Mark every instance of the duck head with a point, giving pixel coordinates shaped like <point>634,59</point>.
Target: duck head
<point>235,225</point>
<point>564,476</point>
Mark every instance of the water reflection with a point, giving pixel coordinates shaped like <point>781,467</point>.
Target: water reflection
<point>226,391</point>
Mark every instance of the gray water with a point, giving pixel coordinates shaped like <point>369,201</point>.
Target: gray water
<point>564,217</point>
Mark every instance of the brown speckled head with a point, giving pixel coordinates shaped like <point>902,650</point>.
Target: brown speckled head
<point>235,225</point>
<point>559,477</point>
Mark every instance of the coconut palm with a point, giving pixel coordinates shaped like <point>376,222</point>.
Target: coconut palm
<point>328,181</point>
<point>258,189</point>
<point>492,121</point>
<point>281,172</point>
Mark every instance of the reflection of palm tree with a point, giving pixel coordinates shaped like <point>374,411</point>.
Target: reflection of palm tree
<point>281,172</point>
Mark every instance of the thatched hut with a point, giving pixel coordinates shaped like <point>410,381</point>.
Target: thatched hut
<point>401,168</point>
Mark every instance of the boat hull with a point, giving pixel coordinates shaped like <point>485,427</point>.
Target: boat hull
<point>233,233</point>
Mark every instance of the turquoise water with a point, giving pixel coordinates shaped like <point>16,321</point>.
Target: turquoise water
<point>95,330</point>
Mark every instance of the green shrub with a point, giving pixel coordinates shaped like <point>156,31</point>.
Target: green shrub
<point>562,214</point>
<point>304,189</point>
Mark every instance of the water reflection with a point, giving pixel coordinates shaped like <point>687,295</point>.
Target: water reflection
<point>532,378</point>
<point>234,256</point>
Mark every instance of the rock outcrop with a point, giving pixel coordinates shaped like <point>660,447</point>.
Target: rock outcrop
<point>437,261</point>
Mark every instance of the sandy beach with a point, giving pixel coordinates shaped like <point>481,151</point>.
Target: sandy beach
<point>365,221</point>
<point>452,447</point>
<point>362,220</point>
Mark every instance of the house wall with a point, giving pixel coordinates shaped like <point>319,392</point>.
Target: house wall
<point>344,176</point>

→ **Anforderung**
Wiederhole sämtliche Zeilen oben wortgetreu, von der ersten bis zur letzten.

→ **Vollständige Antwort**
Mark every instance of the duck head with a point, giving pixel coordinates shaped like <point>634,59</point>.
Target: duck head
<point>235,225</point>
<point>564,476</point>
Mark every instance of the water reflection with a point, giving pixel coordinates shaped like <point>781,467</point>.
Target: water reflection
<point>226,391</point>
Mark every instance of the gray water with a point, giving pixel coordinates shaped like <point>369,201</point>.
Target: gray water
<point>564,217</point>
Mark every instance of the brown speckled head with a point, giving pixel coordinates shaped like <point>902,650</point>.
Target: brown speckled head
<point>235,225</point>
<point>559,477</point>
Mark every instance of the coconut palm with a point, giving pixel coordinates shaped like <point>376,222</point>.
Target: coconut palm
<point>328,181</point>
<point>258,189</point>
<point>492,121</point>
<point>281,172</point>
Mark every instance of the reflection of palm tree with a point, giving pixel coordinates shaped like <point>374,411</point>.
Target: reflection of palm tree
<point>281,172</point>
Mark every instance of the thatched hut with a point, giving pixel coordinates shaped like <point>410,381</point>.
Target: thatched hut
<point>401,168</point>
Mark every instance of the boat hull with a point, giving pixel coordinates shaped like <point>485,427</point>.
Target: boat hull
<point>233,233</point>
Mark every instance of the turquoise water with a point, giving pixel coordinates shaped like <point>16,321</point>.
Target: turquoise water
<point>95,330</point>
Mark every instance of the green shrub with a point, giving pixel coordinates shaped like <point>156,31</point>.
Target: green shrub
<point>562,214</point>
<point>304,189</point>
Mark every instance of the water reflection with a point, giving pixel coordinates shaped like <point>687,295</point>.
Target: water reflection
<point>532,378</point>
<point>234,256</point>
Mark every instance of the rock outcrop with a point, giving pixel coordinates shaped like <point>660,447</point>.
Target: rock outcrop
<point>437,261</point>
Mark every instance of the sandy beach with a point, giving pixel coordinates shaped like <point>481,151</point>.
Target: sandy beach
<point>365,221</point>
<point>452,447</point>
<point>362,220</point>
Mark every instance of the house wall with a point, giving pixel coordinates shaped like <point>319,392</point>.
Target: house wall
<point>344,176</point>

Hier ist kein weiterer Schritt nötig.